### Parts of the exercise
1 - Please list every city named in the text on Serapis, each once.
2 - In the text on Serapis, quote the passage from "The earliest mention" to "were different deities.".
------ Source text ------
Originally Demotic wsjr-ḥp, ("Osiris-Apis"), the name of the deity is derived from the syncretic worship of Osiris and the bull Apis as a single deity under the Egyptian name wsjr-ḥp. This name was later written in Coptic as ⲟⲩⲥⲉⲣϩⲁⲡⲓ Userhapi; Greeks sometimes used an uncommon form Sorapis (Koinē Greek: Σόραπις), slightly closer to the Egyptian name(s).

The earliest mention of a "Sarapis" occurs in the disputed death scene of Alexander (323 BCE),[6] but it is something of a mixup: The unconnected Babylonian god Ea (Enki) was titled Šar Apsi, meaning "king of the Apsu" or "the watery deep",[b] and Ea as Šar Apsi seems to be the deity intended in the description of Alexander's death. Since this "Sarapis" had a temple at Babylon, and was of such importance that only Sarapis is named as being consulted on behalf of the dying king, Sarapis of Babylon appears to have radically altered perceptions of mythologies in the post-Alexandrian era. His significance to the Hellenic psyche, due to the mention in the story of Alexander's death, may have also contributed to the choice of the similar-sounding Osiris-Apis as the chief Ptolemaic god, even if the Ptolemies understood that they were different deities.

 
Bronze votive tablet inscribed to Serapis (2nd century)

Sarapis (Σάραπις, earlier form) was the most common form in Ancient Greek until Roman times, when Serapis (Koinē Greek: Σέραπις, later form) became common.[8][c][10]

A serapeum (Koinē Greek: σεραπεῖον serapeion) was any temple or religious precinct devoted to Serapis. The most renowned serapeum was in Alexandria.[d]

Serapis cult history edit

There is evidence that the cult of Serapis existed before the Ptolemies came to power in Alexandria: a temple of Serapis in Egypt is mentioned in 323 BCE by both Plutarch[12] and Arrian.[13]

Ptolemy I Soter made efforts to integrate his new Egyptian subject's religions with that of their Hellenic rulers. Ptolemy's project was to find a deity that would win the reverence of both groups alike, despite the curses the Egyptian priests had chanted against the gods of the previous foreign rulers (e.g. Set, who was lauded by the Hyksos).[e] The common assertion that Ptolemy "created" the deity is derived from sources which describe him erecting a statue of Serapis in Alexandria.[5]

 
High cleric of the cult of Serapis, Altes Museum, Berlin

According to Plutarch, Ptolemy stole the cult statue from Sinope in Asia Minor, having been instructed in a dream by the "unknown god" to bring the statue to Alexandria, where the statue was pronounced to be Serapis by two religious experts. One of the experts was of the Eumolpidae, the ancient family from whose members the hierophant of the Eleusinian Mysteries had been chosen since before history, and the other was the scholarly Egyptian priest Manetho, which gave weight to the judgement both for the Egyptians and the Greeks.
------ Data provided ------
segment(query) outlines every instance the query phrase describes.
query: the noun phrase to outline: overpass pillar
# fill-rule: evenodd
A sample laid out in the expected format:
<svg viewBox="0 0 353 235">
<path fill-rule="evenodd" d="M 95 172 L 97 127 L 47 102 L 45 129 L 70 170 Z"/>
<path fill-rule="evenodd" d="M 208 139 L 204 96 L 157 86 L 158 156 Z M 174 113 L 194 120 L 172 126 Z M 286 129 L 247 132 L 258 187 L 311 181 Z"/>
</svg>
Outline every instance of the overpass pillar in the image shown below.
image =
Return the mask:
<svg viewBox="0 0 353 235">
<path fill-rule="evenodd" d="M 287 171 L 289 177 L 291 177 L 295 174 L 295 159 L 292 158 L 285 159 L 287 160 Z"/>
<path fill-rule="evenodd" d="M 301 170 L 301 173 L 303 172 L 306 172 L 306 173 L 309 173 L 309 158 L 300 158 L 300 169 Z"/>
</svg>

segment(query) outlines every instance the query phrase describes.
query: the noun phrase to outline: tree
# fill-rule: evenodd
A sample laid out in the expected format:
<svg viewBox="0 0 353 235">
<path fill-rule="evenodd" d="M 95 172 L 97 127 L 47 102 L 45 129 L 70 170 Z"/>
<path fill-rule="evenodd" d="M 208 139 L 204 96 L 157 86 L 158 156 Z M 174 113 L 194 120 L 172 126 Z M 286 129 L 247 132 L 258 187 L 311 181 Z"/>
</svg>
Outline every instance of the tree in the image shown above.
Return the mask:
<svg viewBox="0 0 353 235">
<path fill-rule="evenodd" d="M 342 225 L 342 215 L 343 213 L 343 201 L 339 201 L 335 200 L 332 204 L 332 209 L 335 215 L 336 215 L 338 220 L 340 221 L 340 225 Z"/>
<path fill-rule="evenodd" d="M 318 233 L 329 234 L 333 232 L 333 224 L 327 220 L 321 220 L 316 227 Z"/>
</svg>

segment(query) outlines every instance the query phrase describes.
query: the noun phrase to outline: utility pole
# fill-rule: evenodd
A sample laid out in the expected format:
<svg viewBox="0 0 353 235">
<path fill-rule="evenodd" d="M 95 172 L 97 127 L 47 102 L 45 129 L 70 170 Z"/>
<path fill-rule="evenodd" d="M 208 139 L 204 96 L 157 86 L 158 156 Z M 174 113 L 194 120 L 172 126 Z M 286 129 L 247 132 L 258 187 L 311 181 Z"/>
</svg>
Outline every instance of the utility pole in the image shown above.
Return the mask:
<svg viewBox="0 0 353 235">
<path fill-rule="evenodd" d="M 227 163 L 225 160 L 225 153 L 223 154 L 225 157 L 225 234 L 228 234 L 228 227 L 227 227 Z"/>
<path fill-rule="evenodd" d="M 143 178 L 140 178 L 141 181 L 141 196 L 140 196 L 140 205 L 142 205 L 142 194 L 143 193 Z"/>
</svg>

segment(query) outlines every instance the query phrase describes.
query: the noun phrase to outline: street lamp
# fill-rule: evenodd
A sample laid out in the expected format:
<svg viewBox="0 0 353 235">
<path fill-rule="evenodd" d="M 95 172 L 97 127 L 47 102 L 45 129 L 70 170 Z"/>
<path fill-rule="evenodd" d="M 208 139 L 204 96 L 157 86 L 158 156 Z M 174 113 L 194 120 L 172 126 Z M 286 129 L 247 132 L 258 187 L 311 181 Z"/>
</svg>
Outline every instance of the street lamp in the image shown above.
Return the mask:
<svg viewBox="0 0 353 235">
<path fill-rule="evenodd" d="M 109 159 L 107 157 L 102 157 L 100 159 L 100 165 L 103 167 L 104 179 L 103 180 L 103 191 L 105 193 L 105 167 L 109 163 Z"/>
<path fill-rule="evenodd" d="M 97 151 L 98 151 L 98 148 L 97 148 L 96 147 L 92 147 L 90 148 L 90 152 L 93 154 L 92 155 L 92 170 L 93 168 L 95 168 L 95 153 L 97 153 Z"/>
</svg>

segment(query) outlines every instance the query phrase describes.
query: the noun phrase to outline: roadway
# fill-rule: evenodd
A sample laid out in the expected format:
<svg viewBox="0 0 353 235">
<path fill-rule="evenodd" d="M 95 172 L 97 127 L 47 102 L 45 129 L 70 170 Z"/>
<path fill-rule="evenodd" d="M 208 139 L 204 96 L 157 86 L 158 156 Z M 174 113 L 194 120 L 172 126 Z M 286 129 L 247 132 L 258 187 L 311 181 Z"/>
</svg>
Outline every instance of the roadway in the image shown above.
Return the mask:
------
------ Data provided ------
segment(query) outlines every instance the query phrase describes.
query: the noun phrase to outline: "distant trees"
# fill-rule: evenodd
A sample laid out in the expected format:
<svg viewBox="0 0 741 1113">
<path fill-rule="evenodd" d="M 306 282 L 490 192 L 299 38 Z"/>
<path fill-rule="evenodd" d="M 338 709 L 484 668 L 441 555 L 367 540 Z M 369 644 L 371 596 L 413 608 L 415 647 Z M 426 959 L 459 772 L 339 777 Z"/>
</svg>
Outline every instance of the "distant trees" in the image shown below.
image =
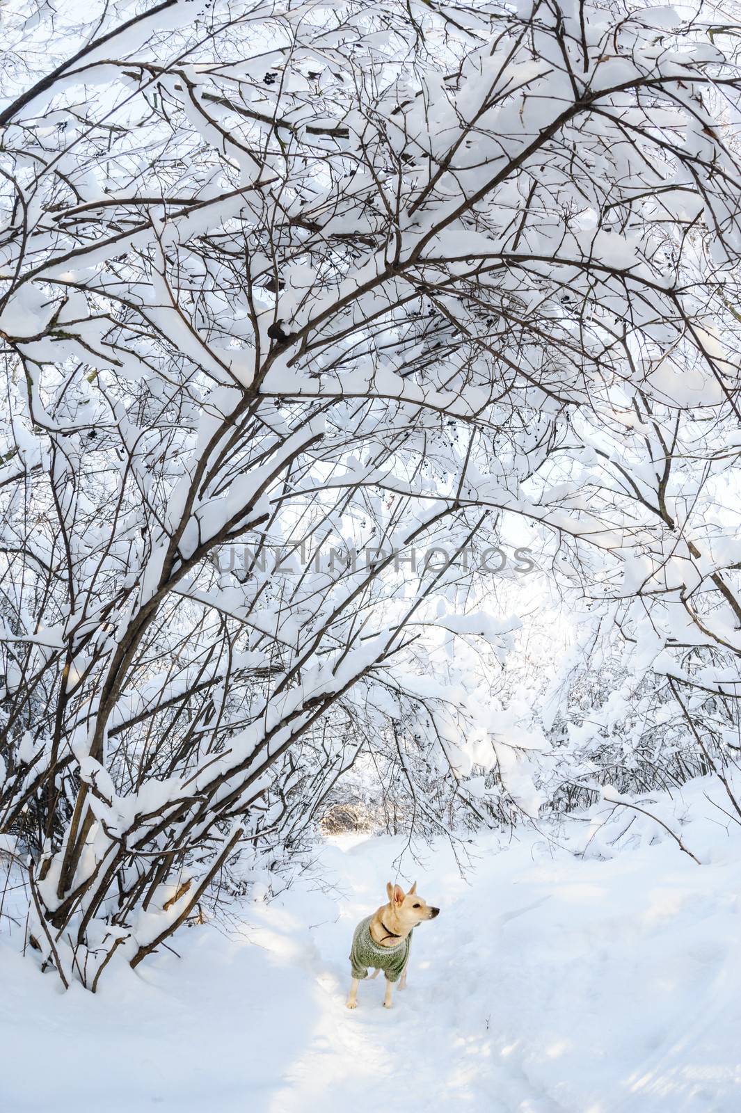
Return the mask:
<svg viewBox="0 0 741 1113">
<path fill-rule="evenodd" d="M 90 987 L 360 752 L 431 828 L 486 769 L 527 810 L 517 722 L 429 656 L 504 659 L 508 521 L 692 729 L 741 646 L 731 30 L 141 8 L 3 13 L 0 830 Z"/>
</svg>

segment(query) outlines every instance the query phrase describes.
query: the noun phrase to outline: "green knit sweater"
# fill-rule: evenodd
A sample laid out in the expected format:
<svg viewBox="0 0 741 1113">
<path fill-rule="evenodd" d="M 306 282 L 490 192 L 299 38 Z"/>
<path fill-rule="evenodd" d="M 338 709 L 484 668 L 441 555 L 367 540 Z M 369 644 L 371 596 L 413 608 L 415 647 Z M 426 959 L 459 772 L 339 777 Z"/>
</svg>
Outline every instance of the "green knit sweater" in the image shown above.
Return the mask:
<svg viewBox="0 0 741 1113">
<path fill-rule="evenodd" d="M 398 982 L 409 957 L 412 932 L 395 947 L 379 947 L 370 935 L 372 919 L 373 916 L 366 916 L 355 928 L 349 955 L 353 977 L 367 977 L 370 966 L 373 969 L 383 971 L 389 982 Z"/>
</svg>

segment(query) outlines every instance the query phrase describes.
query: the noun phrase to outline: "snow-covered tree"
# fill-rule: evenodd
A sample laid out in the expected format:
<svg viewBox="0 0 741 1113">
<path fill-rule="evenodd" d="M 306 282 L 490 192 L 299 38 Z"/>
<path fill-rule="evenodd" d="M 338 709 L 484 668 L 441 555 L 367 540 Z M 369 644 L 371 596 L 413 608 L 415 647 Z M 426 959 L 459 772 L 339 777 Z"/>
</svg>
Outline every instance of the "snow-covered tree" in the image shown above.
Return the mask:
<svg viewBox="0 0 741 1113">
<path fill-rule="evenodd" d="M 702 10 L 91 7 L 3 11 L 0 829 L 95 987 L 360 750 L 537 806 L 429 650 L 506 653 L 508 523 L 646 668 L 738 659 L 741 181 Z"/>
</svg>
------
------ Data provided ------
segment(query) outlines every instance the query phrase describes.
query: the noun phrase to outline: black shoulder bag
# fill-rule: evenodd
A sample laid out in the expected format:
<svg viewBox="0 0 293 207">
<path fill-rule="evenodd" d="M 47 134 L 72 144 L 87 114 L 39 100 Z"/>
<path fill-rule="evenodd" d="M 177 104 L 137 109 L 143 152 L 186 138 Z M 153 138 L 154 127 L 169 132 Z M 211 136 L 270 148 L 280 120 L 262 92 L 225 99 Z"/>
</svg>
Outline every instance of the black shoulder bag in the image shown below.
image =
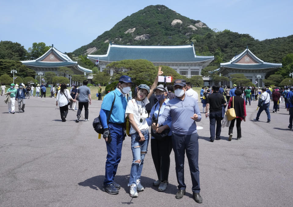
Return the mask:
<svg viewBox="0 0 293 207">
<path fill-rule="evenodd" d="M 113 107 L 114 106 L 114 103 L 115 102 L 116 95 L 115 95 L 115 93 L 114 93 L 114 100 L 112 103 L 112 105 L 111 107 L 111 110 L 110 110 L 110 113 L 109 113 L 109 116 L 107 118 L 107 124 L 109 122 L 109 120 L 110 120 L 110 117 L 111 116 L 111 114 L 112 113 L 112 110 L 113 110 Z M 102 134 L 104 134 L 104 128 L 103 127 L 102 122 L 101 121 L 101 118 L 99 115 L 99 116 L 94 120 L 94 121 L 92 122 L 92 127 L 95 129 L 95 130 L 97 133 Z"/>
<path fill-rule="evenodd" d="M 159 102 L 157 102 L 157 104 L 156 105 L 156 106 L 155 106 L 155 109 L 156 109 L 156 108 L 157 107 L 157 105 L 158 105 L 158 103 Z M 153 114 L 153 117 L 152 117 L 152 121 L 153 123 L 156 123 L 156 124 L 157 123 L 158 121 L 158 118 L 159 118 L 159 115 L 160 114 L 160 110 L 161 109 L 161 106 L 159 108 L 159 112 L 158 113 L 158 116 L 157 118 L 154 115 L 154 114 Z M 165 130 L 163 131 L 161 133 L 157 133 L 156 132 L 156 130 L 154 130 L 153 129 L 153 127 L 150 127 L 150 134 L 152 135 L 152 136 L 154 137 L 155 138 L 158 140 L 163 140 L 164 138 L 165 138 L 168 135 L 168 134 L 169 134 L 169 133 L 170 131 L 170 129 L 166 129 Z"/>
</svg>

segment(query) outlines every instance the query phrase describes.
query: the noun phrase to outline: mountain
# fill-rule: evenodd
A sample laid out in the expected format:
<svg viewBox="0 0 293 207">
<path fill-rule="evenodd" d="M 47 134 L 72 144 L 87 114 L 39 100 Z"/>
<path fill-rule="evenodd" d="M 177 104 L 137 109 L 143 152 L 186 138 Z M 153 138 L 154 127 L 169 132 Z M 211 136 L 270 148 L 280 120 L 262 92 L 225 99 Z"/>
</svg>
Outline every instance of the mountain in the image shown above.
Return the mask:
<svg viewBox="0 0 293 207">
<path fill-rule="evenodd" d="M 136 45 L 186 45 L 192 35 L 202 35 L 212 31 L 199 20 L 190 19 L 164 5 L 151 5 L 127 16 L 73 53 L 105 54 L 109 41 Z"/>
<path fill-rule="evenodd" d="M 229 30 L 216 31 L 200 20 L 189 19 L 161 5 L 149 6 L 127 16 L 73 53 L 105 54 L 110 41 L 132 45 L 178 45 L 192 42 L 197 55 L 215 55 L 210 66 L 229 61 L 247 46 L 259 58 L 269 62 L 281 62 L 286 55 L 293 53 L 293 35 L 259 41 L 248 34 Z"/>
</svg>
------
### The replies
1 - Babylon, Alexandria, Sinope, Berlin

2 -
The earliest mention of a "Sarapis" occurs in the disputed death scene of Alexander (323 BCE),[6] but it is something of a mixup: The unconnected Babylonian god Ea (Enki) was titled Šar Apsi, meaning "king of the Apsu" or "the watery deep",[b] and Ea as Šar Apsi seems to be the deity intended in the description of Alexander's death. Since this "Sarapis" had a temple at Babylon, and was of such importance that only Sarapis is named as being consulted on behalf of the dying king, Sarapis of Babylon appears to have radically altered perceptions of mythologies in the post-Alexandrian era. His significance to the Hellenic psyche, due to the mention in the story of Alexander's death, may have also contributed to the choice of the similar-sounding Osiris-Apis as the chief Ptolemaic god, even if the Ptolemies understood that they were different deities.